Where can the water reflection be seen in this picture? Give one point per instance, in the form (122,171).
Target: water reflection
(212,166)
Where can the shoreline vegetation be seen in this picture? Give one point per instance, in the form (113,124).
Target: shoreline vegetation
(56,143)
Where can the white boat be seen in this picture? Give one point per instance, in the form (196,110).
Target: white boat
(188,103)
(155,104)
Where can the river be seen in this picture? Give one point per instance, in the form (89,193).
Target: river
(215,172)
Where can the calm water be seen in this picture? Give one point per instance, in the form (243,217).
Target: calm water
================================
GIVEN REQUEST:
Copy all of the items above word for word, keeping every line unchanged.

OUTPUT OF THE TASK:
Where can the water reflection be seen in this picture? Give one point per instance, in the form (122,171).
Target: water reflection
(212,166)
Where can the shoreline vegetation be seen in this picture? Give one point per instance, in the form (113,124).
Target: shoreline vegetation
(56,143)
Where can the white boat be seen in this picture? Give one point per instance, in the form (196,110).
Target: white boat
(188,103)
(155,104)
Where can the river be seen in this picture? Give one point per instance, in the form (89,193).
Target: river
(215,172)
Where can the calm water be seen in this picture? Give one point per instance, in the form (243,217).
Target: calm water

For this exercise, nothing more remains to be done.